BRANO DEL DOCUMENTO:
Nato a La Rochelle (Bordeaux) nel 1744, fu avvocato generale e Président à Mortier al Parlamento di Bordeaux, carica molto importante nella Giustizia francese dell’Ancien Régime; aderivano al titolo i magistrati principali delle più alte istituzioni. Si fece un nome, oltre che per il suo attivismo politico, anche grazie agli interessi letterari. Tra le sue pubblicazioni:

  • Mémoire pour trois hommes condamnés à la roue (riuscì a salvargli la vita);
  • Réflexions historiques sur les lois criminelles;
  • Lettres sur l'Italie, 1785.

Dupaty intraprese un viaggio negli stati italiani con lo scopo dichiarato di studiarne le riforme giuridiche e la procedura criminale quindi parti per Avignone e, passando da Tolone e Nizza, visitò Genova, Lucca, Firenze, Roma e Napoli. Lettres sur l'Italie ebbe un discreto successo in Francia soprattutto per l'interesse nei confronti dell’arte che crebbe in quegli anni sulla scia del Gran Tour. Ma l’opera non riscosse lo stesso entusiasmo a Roma, dove venne inserito nell’Index Librorum Prohibitorum, forse proprio a causa del suo approfondire tematiche socio-politiche invise ai rappresentanti delle classi sociali elevate. Charles M. J.B Dupaty morì a Parigi il 1788.

 

Lettres sur l’Italie 1785 


Le lettere di C. Dupaty si contraddistinguono per una grande sensibilità artistica e sociale. Molti sono gli argomenti trattati, e nelle lettere genovesi, che ho tradotto, emerge, in particolare, una chiara denuncia verso le autorità, accusate di aver trascurato gli interessi dei deboli a favore di quella casta borghese e nobiliare che deteneva il potere della città. Dupaty, durante il Grand Tour in Italia, ha modo di conoscere la società italiana, tanto dissimile per usi e costumi dalla Francia pre-rivoluzionaria che egli conosce.

VOCI DEL DATASET:
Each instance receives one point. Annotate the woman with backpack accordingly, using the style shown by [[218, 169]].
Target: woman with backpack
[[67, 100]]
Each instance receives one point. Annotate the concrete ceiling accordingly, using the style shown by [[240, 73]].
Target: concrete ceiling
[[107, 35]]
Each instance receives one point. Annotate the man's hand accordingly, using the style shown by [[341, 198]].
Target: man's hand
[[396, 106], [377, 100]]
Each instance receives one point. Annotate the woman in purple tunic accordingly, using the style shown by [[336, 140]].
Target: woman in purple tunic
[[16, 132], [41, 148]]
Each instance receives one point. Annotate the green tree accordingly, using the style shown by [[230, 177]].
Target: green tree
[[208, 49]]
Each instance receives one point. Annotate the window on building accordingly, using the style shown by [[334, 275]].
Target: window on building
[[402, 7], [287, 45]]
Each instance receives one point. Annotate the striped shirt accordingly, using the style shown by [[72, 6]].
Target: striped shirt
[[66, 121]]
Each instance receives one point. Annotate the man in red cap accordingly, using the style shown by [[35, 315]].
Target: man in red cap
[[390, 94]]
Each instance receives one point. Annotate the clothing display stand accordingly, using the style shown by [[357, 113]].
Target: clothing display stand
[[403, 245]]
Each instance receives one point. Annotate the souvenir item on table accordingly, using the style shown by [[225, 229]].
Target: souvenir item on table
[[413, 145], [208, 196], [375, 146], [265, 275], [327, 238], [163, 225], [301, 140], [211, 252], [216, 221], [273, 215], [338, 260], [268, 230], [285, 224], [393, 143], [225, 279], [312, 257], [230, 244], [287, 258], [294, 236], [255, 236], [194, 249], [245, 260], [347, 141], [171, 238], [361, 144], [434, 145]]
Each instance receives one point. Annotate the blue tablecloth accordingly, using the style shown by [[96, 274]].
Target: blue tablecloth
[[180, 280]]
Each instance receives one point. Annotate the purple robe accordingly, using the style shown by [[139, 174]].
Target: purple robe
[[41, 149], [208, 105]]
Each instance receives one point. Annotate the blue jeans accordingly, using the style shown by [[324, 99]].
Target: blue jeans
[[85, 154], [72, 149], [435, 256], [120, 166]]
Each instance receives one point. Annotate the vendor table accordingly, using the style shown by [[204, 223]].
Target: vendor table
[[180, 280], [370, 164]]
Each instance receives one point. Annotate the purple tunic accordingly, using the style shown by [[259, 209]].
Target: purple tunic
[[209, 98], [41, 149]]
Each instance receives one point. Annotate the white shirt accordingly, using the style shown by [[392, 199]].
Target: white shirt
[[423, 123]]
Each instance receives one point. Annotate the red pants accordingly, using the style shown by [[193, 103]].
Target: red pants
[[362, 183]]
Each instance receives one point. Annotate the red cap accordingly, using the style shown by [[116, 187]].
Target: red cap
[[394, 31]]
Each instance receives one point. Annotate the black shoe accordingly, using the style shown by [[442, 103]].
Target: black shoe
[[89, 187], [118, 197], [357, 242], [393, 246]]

ESERCIZI PROPOSTI:
1. Ricopia senza modifiche le righe dell'elenco, partendo dalla riga che contiene "Each instance receives one point. Annotate the man's" e proseguendo fino alla riga che contiene "[[66, 121]]", entrambe incluse.
2. Scrivi il seguito del brano su Dupaty e le sue Lettres sur l'Italie, riprendendo dopo l'ultima frase riportata.

RISPOSTE FORNITE:
1.
Each instance receives one point. Annotate the man's hand accordingly, using the style shown by [[341, 198]].
Target: man's hand
[[396, 106], [377, 100]]
Each instance receives one point. Annotate the woman in purple tunic accordingly, using the style shown by [[336, 140]].
Target: woman in purple tunic
[[16, 132], [41, 148]]
Each instance receives one point. Annotate the green tree accordingly, using the style shown by [[230, 177]].
Target: green tree
[[208, 49]]
Each instance receives one point. Annotate the window on building accordingly, using the style shown by [[334, 275]].
Target: window on building
[[402, 7], [287, 45]]
Each instance receives one point. Annotate the striped shirt accordingly, using the style shown by [[72, 6]].
Target: striped shirt
[[66, 121]]

2.
- Traduzione delle lettere-


Lettera VII, a Genova :

Esco dai Palazzi Brignole, Serra e Chiagera. Sono abbagliato, colpito, radioso: non so nemmeno dire cosa io sia! I miei occhi sono colmi d’oro, di marmo, di basalto, di alabastro, di colonne, di pilastri, di capitelli, in ornamenti di tutte le specie, di tutte le forme, di tutti i generi, ionici, dorici, corinzi. Mille quadri sono sparsi come brandelli nella mia immaginazione. Vedo delle teste, dei cadaveri, dei vecchi e delle fanciulle, delle veneri e delle vergini. Ecco delle lacrime dolorose colare dagli occhi di un venerabile vecchio. Ecco illuminarsi un sorriso charmant sulle labbra di una fanciulla affascinante di quindici anni: credo sia il suo primo sorriso. Tuttavia, all’interno di questa miriade di quadri frantumati, ve ne sono alcuni interi. In primo luogo un quadro del Veronese. Giuditta ha appena tagliato la testa a Oloferne. La seconda figura è una negra; essa dà forma assieme a Giuditta a un mirabile contrasto. La natura lotta con il fanatismo sul viso viso di Giuditta e in tutto il suo atteggiamento: ella non osa guardare la testa che la sua mano tremante tiene. La seconda, che non è vittima del fanatismo, vedendo la testa e il crimine, freme d'orrore. La morte avvolge Oloferne.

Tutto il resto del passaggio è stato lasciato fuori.